**Task goal:** Count how many of the lines below contain the string "exact", treating uppercase and lowercase as different. Reply with the number alone.

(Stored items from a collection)

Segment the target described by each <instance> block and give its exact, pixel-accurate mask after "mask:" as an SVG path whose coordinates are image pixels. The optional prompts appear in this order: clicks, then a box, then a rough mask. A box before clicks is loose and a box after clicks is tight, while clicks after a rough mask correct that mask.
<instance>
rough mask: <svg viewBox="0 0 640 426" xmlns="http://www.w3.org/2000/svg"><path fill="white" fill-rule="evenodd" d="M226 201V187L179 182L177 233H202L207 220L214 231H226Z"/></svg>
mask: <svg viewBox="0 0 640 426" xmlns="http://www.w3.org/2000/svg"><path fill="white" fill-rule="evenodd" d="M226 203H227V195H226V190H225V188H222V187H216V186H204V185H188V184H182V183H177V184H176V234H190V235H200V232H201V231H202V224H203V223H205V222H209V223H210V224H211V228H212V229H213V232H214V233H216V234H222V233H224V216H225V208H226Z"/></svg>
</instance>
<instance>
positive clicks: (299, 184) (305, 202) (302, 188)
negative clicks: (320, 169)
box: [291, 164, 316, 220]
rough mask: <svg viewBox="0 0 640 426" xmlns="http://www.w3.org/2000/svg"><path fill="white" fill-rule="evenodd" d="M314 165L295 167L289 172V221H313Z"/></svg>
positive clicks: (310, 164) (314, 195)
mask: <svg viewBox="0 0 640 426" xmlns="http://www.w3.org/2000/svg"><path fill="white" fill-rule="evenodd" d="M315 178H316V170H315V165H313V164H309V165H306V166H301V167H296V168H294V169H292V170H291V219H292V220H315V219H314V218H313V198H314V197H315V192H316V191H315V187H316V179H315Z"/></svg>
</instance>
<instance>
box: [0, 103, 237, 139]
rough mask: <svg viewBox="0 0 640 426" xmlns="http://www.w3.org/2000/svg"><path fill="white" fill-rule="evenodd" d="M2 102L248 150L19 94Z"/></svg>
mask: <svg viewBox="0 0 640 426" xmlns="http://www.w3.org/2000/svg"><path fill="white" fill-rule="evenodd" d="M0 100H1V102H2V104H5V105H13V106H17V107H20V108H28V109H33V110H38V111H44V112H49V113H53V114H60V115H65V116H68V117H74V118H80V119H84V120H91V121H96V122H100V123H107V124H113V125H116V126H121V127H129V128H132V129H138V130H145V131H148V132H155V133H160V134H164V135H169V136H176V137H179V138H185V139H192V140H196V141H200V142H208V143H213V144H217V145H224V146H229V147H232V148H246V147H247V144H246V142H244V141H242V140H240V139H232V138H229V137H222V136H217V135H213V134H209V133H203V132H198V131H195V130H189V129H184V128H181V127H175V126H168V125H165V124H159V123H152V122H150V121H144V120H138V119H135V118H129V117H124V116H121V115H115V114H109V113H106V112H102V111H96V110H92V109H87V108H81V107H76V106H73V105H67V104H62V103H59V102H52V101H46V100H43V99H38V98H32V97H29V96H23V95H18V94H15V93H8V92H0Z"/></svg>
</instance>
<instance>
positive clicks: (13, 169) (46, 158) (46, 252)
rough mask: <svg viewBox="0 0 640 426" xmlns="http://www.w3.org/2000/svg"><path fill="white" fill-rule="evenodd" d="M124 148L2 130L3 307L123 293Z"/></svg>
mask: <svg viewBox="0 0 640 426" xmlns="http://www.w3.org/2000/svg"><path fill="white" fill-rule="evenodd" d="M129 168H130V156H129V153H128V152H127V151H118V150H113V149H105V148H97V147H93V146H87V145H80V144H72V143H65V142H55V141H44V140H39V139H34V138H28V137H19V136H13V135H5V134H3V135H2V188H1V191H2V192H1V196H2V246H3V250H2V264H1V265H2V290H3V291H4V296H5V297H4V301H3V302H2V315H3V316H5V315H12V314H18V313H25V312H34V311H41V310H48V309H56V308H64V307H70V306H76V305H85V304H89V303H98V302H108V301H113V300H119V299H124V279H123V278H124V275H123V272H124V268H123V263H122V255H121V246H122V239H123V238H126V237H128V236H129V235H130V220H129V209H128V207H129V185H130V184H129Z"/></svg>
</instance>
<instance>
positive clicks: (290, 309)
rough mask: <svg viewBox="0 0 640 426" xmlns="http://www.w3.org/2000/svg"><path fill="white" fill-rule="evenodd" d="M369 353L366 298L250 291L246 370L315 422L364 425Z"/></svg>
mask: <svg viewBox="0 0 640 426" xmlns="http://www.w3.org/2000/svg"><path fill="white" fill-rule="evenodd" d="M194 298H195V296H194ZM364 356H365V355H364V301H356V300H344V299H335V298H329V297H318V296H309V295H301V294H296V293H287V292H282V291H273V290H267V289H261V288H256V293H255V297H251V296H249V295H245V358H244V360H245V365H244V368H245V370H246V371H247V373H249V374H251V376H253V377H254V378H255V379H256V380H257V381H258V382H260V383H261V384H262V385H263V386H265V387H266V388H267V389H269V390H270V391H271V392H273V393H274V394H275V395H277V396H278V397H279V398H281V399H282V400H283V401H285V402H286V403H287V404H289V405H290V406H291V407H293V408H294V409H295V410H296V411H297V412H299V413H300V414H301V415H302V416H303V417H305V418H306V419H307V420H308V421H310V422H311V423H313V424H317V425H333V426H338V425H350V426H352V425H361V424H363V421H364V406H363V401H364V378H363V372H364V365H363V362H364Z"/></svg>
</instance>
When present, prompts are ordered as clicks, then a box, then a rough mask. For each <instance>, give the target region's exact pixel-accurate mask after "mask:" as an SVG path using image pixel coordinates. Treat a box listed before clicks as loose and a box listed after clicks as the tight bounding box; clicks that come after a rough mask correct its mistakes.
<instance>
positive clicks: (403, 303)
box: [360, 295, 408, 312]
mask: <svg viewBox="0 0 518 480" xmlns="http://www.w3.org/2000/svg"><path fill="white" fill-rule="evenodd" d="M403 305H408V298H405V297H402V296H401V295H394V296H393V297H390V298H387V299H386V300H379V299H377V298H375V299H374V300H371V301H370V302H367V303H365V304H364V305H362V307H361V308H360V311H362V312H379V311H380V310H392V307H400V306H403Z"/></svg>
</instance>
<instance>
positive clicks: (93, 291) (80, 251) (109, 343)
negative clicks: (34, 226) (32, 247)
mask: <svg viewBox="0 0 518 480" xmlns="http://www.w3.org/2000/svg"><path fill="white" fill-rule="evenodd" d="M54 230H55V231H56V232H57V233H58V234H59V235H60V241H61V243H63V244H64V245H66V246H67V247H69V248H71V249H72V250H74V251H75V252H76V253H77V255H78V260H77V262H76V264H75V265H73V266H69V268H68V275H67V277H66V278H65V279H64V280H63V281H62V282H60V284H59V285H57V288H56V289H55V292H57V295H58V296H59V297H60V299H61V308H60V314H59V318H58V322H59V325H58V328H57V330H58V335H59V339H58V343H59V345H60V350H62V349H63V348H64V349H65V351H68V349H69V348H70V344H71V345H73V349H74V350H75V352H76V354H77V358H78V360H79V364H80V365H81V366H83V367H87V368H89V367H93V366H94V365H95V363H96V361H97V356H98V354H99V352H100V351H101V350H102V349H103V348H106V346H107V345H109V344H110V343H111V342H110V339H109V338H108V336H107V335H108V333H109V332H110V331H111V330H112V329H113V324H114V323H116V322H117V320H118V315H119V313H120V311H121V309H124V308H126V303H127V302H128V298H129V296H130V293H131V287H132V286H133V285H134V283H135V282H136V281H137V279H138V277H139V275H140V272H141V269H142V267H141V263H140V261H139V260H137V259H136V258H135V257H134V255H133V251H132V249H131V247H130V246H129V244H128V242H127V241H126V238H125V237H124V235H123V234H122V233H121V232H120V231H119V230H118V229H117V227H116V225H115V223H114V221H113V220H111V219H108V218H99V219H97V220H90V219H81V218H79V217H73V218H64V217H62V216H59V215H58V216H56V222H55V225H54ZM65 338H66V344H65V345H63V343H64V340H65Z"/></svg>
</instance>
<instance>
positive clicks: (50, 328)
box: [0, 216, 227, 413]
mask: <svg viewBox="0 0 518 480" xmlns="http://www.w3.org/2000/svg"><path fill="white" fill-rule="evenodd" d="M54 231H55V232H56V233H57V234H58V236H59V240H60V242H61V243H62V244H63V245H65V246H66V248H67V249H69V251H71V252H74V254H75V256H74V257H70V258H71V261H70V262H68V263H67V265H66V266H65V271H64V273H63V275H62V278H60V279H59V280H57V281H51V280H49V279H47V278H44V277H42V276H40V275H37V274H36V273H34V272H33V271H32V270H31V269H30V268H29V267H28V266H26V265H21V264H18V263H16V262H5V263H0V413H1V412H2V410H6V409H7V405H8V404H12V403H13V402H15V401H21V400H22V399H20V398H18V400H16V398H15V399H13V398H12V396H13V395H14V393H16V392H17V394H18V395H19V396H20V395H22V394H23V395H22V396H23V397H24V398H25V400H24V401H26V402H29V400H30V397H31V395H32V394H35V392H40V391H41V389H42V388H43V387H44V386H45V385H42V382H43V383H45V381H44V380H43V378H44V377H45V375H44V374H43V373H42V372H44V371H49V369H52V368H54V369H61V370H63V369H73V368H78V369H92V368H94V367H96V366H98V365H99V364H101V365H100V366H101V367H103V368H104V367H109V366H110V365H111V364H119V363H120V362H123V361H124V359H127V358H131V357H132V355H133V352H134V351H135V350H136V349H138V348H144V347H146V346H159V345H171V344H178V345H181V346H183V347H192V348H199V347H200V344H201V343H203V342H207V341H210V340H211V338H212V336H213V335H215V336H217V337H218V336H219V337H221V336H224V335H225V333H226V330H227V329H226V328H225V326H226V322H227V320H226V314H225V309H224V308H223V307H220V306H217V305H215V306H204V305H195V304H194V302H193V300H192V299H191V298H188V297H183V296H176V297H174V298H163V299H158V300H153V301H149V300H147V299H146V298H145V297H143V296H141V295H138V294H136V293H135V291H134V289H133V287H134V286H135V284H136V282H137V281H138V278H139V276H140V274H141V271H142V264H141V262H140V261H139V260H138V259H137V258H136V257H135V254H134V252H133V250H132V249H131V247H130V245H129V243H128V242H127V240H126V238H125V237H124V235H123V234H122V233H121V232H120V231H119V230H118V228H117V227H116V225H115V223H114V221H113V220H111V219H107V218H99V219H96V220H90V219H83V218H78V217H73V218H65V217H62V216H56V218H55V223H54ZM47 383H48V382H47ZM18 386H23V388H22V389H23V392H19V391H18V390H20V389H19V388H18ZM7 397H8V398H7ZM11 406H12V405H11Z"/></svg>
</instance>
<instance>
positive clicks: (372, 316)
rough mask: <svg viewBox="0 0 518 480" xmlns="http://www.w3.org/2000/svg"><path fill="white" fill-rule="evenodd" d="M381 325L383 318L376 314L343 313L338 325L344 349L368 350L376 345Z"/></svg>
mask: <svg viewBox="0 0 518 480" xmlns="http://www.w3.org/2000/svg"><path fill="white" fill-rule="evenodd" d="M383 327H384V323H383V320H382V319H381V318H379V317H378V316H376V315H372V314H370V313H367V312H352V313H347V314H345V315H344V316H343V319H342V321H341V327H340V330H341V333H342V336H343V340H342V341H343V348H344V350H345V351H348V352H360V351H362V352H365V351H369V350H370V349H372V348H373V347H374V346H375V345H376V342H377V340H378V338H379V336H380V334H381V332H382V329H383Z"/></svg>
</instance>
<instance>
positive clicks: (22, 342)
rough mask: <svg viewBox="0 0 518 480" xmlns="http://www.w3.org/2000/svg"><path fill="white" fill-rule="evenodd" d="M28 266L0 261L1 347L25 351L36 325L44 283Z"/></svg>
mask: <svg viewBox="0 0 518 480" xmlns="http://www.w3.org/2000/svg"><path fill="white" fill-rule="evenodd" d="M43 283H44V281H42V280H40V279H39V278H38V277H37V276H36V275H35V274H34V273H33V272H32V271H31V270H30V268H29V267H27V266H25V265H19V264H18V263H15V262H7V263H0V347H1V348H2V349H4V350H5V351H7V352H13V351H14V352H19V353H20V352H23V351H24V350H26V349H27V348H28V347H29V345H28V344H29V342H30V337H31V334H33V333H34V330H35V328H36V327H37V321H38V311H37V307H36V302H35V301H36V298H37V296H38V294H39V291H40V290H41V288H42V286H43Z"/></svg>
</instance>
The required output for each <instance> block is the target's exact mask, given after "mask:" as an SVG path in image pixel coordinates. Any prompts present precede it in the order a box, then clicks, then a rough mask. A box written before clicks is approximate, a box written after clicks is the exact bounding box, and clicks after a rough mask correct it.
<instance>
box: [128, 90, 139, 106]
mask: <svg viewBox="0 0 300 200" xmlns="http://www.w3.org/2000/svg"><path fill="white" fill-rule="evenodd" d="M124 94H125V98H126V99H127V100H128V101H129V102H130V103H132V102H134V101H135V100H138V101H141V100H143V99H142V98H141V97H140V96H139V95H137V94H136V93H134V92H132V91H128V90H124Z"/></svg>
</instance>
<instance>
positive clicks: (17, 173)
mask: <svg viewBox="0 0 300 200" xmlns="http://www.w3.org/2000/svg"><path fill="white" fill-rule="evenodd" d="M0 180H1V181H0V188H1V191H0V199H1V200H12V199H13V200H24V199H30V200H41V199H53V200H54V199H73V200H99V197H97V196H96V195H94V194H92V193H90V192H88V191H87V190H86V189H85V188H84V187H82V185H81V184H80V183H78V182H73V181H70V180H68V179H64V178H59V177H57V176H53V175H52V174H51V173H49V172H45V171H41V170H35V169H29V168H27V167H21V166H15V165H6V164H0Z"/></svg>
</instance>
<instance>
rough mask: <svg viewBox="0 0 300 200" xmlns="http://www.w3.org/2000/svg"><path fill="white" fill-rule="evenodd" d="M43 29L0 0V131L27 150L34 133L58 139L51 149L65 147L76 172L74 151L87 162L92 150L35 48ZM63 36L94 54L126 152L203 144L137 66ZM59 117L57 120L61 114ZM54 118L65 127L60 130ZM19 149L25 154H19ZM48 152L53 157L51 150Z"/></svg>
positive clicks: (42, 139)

**Answer space:** 3